Required task →
Can you render all the entries below as a two-column CSV with the headers request and answer, one row per request with its answer, each in a single quoted field and every line break turned into a space? Leave the pictures out.

##############################

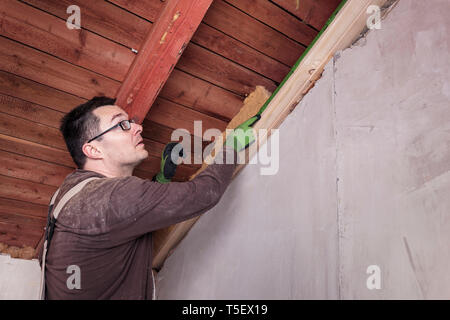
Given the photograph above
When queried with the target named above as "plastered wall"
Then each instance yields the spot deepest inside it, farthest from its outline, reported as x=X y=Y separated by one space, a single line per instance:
x=363 y=182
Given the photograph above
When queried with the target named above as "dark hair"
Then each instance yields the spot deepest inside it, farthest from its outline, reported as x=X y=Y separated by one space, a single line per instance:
x=80 y=125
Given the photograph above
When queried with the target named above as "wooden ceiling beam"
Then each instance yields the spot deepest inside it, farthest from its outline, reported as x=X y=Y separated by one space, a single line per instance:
x=158 y=55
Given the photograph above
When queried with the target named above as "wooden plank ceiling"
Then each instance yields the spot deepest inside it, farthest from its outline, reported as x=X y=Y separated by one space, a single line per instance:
x=47 y=69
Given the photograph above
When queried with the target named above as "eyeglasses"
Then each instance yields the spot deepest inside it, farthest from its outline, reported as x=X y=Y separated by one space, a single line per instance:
x=124 y=124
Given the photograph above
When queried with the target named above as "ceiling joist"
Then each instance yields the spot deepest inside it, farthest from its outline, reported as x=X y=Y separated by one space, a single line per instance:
x=159 y=54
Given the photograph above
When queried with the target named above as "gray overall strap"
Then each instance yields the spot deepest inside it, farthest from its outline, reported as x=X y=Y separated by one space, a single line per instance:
x=55 y=212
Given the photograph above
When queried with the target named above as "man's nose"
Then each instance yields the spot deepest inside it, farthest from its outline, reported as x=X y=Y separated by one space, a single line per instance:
x=137 y=128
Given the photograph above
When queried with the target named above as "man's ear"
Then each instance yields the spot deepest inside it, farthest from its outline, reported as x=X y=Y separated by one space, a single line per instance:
x=91 y=151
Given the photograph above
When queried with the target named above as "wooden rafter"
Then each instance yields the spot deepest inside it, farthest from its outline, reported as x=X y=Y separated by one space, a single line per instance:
x=345 y=28
x=158 y=55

##############################

Exercise result →
request,answer
"Given the photograph above When queried with the target named above as ""plastered wall"" Then each instance yields the spot deepest inside it, farthest from its outline, reported as x=X y=Y separated by one space, a single line per instance:","x=363 y=182"
"Given the photograph above When queried with the target named above as ""dark hair"" Then each instance yields the spot deepest inside it, farthest from its outline, reported as x=X y=Y separated by one space, a single line per instance:","x=80 y=125"
"Given the photograph above When queried with the target named above as ""wooden ceiling beam"" Then each instance yields the spot deepest inside it, farthest from its outline, reported as x=X y=Y separated by one space, a single line per instance:","x=158 y=55"
"Given the photograph above When queried with the target named above as ""wooden plank ceiling"" Then each instance yields the spot deepest inside it, farthest from its outline, reported as x=X y=Y separated by one space, a single line per instance:","x=47 y=69"
"Given the photograph above When queried with the target named above as ""eyeglasses"" Then each instance yields the spot deepest inside it, farthest from its outline, reported as x=X y=Y separated by one space, a single line per instance:","x=124 y=124"
"Given the photograph above When queried with the target named above as ""ceiling joist"" Then each instance yields the spot deepest inside it, farthest from its outline, reported as x=X y=Y separated by one space, a single line per instance:","x=159 y=54"
"Given the photograph above When queried with the target named above as ""gray overall strap"" Then each instance yields the spot deepest inside it, farthest from its outline, reported as x=X y=Y separated by one space, a single line per instance:","x=55 y=212"
"Given the photograph above When queried with the target named above as ""man's nose"" Then each instance yields the spot deepest inside it, farthest from its outline, reported as x=X y=Y separated by one space, a single line per instance:","x=137 y=128"
"Given the photograph above When queried with the target named above as ""man's ear"" Then each instance yields the spot deepest inside it, farthest from its outline, reported as x=X y=Y separated by one space, a single line per instance:","x=91 y=151"
"Given the photograph above When queried with the target named above as ""wooden rafter"" Then each instance yields the spot deepest inside it, farthest from its outline, reported as x=X y=Y separated by one space, a single line per instance:","x=345 y=28 x=158 y=55"